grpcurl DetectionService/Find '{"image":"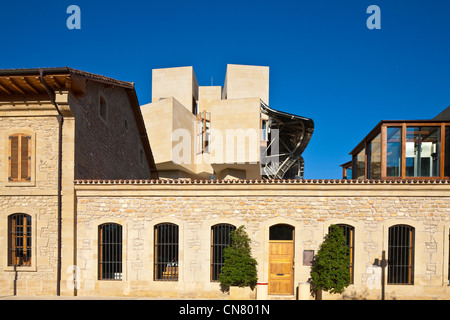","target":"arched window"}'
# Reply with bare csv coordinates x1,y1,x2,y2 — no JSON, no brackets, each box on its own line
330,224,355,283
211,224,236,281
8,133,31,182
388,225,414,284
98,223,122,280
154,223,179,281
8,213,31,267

────────────────

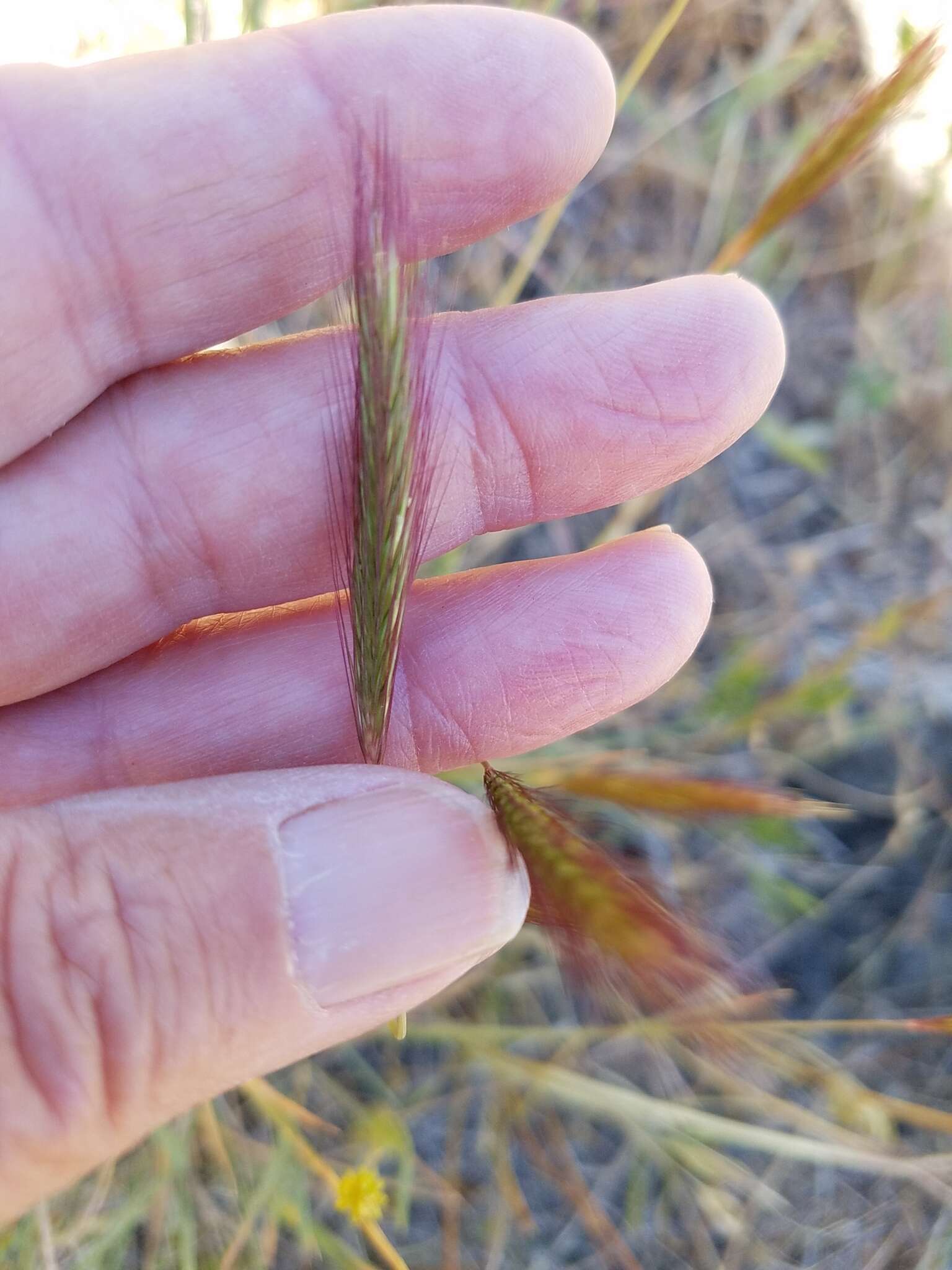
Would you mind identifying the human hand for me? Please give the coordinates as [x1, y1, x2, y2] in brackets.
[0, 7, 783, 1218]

────────────────

● Exercise:
Pick out each line of the rows above that contains the string "coordinates". Case matters, so copy only lines where it appears with the same capitalization.

● Written response:
# Reply with bare csv coordinates x1,y1,x2,y2 — no JSON, no brackets, each box on its own line
Would you mind identifying the human hand for me? Please give the coordinates as [x1, y1, x2, y2] in brackets.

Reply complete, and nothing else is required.